# Extrahierter Text:
--- --- ---

Naja, 20€ ist ja auch noch zu verschmerzen. Aber stell dir mal vor eine GTX 285 explodiert oder ein Phenom II X4 940 Black Edition verschmilzt mit deinem Mainboard.


----------



## crooper (28. Mai 2009)

*AW: Einsteiger-Guide Hwbot*

@darkniz

In deinem ersten Bild hier im Einsteiger-Guide ist bei der Teamauswahl <PC Games Hardware Extrem> ausgewählt. Allerdings nennt sich ja unser Team inzwischen ohne das Extrem. Vielleicht könntest du das noch ändern, da es für Neulinge verwirrend ist.

Gruß crooper


----------



## darkniz (28. Mai 2009)

*AW: Einsteiger-Guide Hwbot*

Danke für den Hinweis - hab`s geändert.


----------



## OeffOeff (13. September 2009)

*AW: Einsteiger-Guide Hwbot*

Hm.. könnt ihr mir sagen, warum bei meinem verification-bild von cpu-z die spannung angezeigt wird, bei allen anderen bei hwbot aber nicht? oO


----------



## der8auer (13. September 2009)

*AW: Einsteiger-Guide Hwbot*

Kommt auf die CPU und die CPU-Z Version an. Welche CPU genau?


----------



## OeffOeff (13. September 2009)

*AW: Einsteiger-Guide Hwbot*

4200+ Toldeo

Ranking For CPU-Z - Athlon 64 4200+ X2 Toledo (limited to top 100)

bei User OeffOeff (PC Games Hardware)


----------



## der8auer (13. September 2009)

*AW: Einsteiger-Guide Hwbot*

Ah du meinst im Validation Link. 

Die Spannung kann er erst seit v. 1.52 im Validation Link anzeigen. Davor ging es nicht.


----------



## OeffOeff (13. September 2009)

*AW: Einsteiger-Guide Hwbot*

Achso, okay, danke für die Info.^^

So, dann mal ran.


----------



## in-vino-veritas (15. September 2009)

*AW: Einsteiger-Guide Hwbot*

Wow, super erklärt. Werde mich nach dem Umbau mal durchfuchsen


----------



## Progs-ID (15. September 2009)

*AW: Einsteiger-Guide Hwbot*

Ein sehr schöner Einsteigerguide. Ich habe es abonniert.


----------



## Tobi209 (15. Oktober 2009)

*AW: Einsteiger-Guide Hwbot*

hallo wollte jetzt bei mir in der signatur auch die grafik von hwbot rein setzen nur bekomme ich immer die meldung " ungültige datei "

ich hoffe mir kann hier einer helfen


----------



## in-vino-veritas (15. Oktober 2009)

*AW: Einsteiger-Guide Hwbot*

Ich glaube, dass du zunächst unter Benutzergruppen dem Hwbot team beitreten musst. Ist wie bei sysproifle, sollte dann aber gehen


----------



## onkel-bill (15. Oktober 2009)

*AW: Einsteiger-Guide Hwbot*

Ich krieg die Sig. auch nich rein... 

Das selbe wie bei Tobi 209.

______________________
Gruß

onkel-bill


----------



## in-vino-veritas (15. Oktober 2009)

--- --- ---

# Erfasste Daten:
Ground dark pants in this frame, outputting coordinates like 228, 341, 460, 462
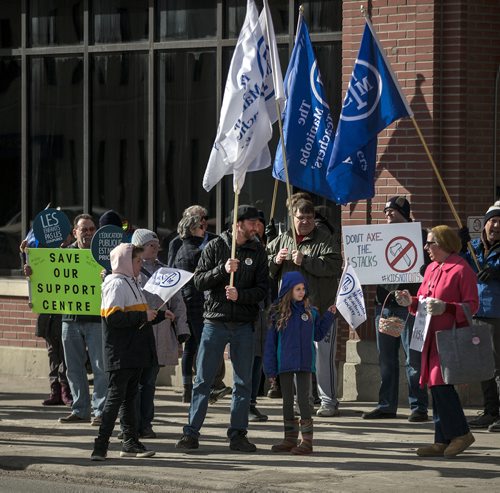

--- --- ---

# Aufgaben:
A. Seit welcher CPU-Z-Version kann laut dem Forumsthread zum Hwbot-Einsteiger-Guide die Spannung im Validation Link angezeigt werden?
B. Schreib bitte aus dem Forumsthread zum Hwbot-Einsteiger-Guide den Abschnitt von „bei User OeffOeff“ bis einschließlich „ging es nicht.“ wortgetreu ab.
C. Setz den Forumsthread zum Hwbot-Einsteiger-Guide an der Stelle fort, an der er aufhört.
Die Liste wird zur Bearbeitung nicht benötigt.

# Antworten der Reihe:
A. Seit Version 1.52.

B.
bei User OeffOeff (PC Games Hardware)


----------



## der8auer (13. September 2009)

*AW: Einsteiger-Guide Hwbot*

Ah du meinst im Validation Link. 

Die Spannung kann er erst seit v. 1.52 im Validation Link anzeigen. Davor ging es nicht.

C.
*AW: Einsteiger-Guide Hwbot*

Wie macht ihr das denn? Bild hochladen und die URL in eckigen klammern??

Sonst schreibt mal darkniz an, wenn es mit dem Link nicht klappt.


----------



## Lippokratis (15. Oktober 2009)

*AW: Einsteiger-Guide Hwbot*



> 4. Wie kann man seine Hwbot-Statistik in der Signatur anzeigen lassen?
> 
> Dazu wählt man sich auf Hwbot.org unter options > signature ein Design für die Signatur aus und kopiert den Forum code der Signatur. Dann muss man nur noch im PCGHX-Forum im Kontrollzentrum unter Signatur bearbeiten den kopierten Code einfügen und schon wird die Signatur angezeigt. Voraussetzung ist, dass man der Benutzergruppe Hwbot-Crew beigetreten ist.



das funktioniert nicht? wenn nicht erstmal das Bild der Signatur einfügen, ist zwar dann nicht immer aktuell, aber vlt. findet sich bis dahin eine Lösung


----------



## der8auer (15. Oktober 2009)

*AW: Einsteiger-Guide Hwbot*

Nix hochladen.

Bei HWBot.org links auf options -> signatures -> Signatur auswählen -> Forum Code kopieren und im Kontrollzentrum unter Signatur reinkopieren.

edit: Lippo war schneller


----------



## onkel-bill (15. Oktober 2009)

*AW: Einsteiger-Guide Hwbot*

Jo hab ich so probiert, und er sagt mir 'ungültige Datei'...

Hab jetzt die Signature.png auf meinem Rechner gespeichert und dann via Option 2 eingebunden...
Dann gehts, ich glaub aber, daß ist dann so wie Lippo es gesagt hat -> nicht immer aktuell...

____________________________
Gruß

onkel-bill

oder auch nicht, hab noch keine Sig. Ist mir zu hoch...


----------



## Tobi209 (15. Oktober 2009)

*AW: Einsteiger-Guide Hwbot*

so jetzt habe ich den link kopiert und hoffe es geht ist auf jedenfall keine fehlermeldung gekommen


----------



## Alriin (15. Oktober 2009)

*AW: Einsteiger-Guide Hwbot*

Hat offensichtlich geklappt.


----------



## Tobi209 (15. Oktober 2009)

*AW: Einsteiger-Guide Hwbot*

das stimmt und es ist so einfach. ich danke euch. 
habe auch meinen fehler dabei gefunden ich habe den link von hwbot immer unten in die zeile link kopiert. 

wer lesen kann ist klar im vorteil


----------



## onkel-bill (15. Oktober 2009)

*AW: Einsteiger-Guide Hwbot*

Oh Mann, daß war auch mein Fehler...


----------



## icecold (14. Dezember 2009)

*AW: Einsteiger-Guide Hwbot*

Gute Aleitung habe mich jetzt auch mal angemeldet natürlich für PCGH.


----------



## Aholic (21. Januar 2010)

*AW: Einsteiger-Guide Hwbot*

Sobald ich meine Hardware wieder habe, bin ich auch dabei.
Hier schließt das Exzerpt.